• **Stated exercise**
Find each line in the records below that contains the word "space" and copy those lines out in full.

• **Material for the task**
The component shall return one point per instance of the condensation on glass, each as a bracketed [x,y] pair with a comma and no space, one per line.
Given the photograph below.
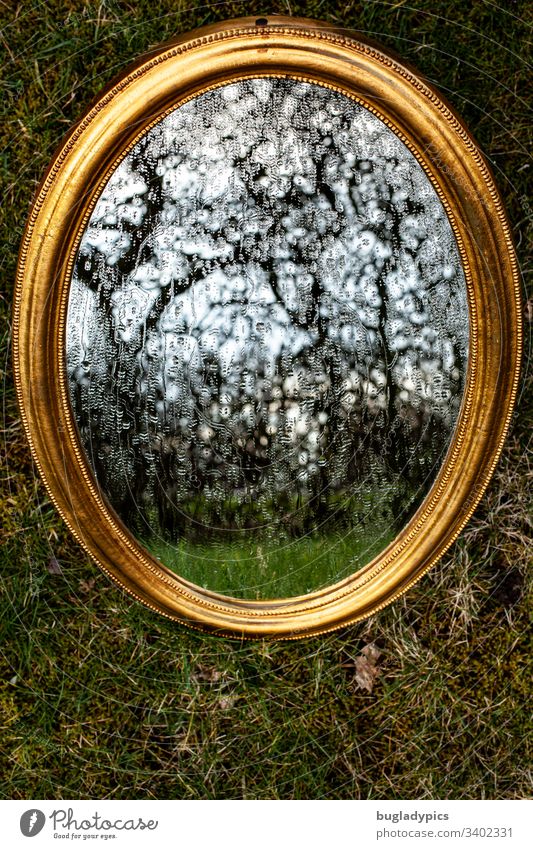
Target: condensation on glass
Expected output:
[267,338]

...

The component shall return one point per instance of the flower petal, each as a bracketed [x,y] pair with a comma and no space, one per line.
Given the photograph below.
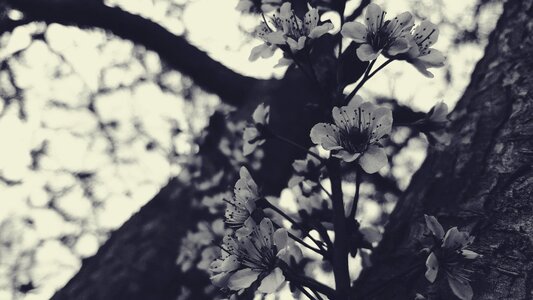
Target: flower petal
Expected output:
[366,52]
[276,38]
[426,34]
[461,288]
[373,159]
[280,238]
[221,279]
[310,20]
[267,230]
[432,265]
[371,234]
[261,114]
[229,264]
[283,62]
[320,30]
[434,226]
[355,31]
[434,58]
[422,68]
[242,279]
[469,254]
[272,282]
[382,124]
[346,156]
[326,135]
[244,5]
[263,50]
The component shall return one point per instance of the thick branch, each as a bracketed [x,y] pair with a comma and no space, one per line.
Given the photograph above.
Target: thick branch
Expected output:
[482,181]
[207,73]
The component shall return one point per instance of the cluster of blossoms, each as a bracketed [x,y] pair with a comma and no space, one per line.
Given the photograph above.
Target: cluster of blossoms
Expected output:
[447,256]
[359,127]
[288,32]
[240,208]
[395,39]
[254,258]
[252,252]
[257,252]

• **Task output**
The component shall return one point per instance of the condensation on glass, each as a bracketed [x,y] pair with a comma and no space, one per line.
The component shall return one point per instance of the flower petal, each as a bracketed [x,y] pair with a comma and no space, one per line.
The component shall return one point per instance of the thick branch, each as a bracketed [x,y] pair with a comma and no space, one per line.
The component shall return one point per instance of the cluster of blossoms, each as a bracketed [x,y] pair with a comma and no space, one per line.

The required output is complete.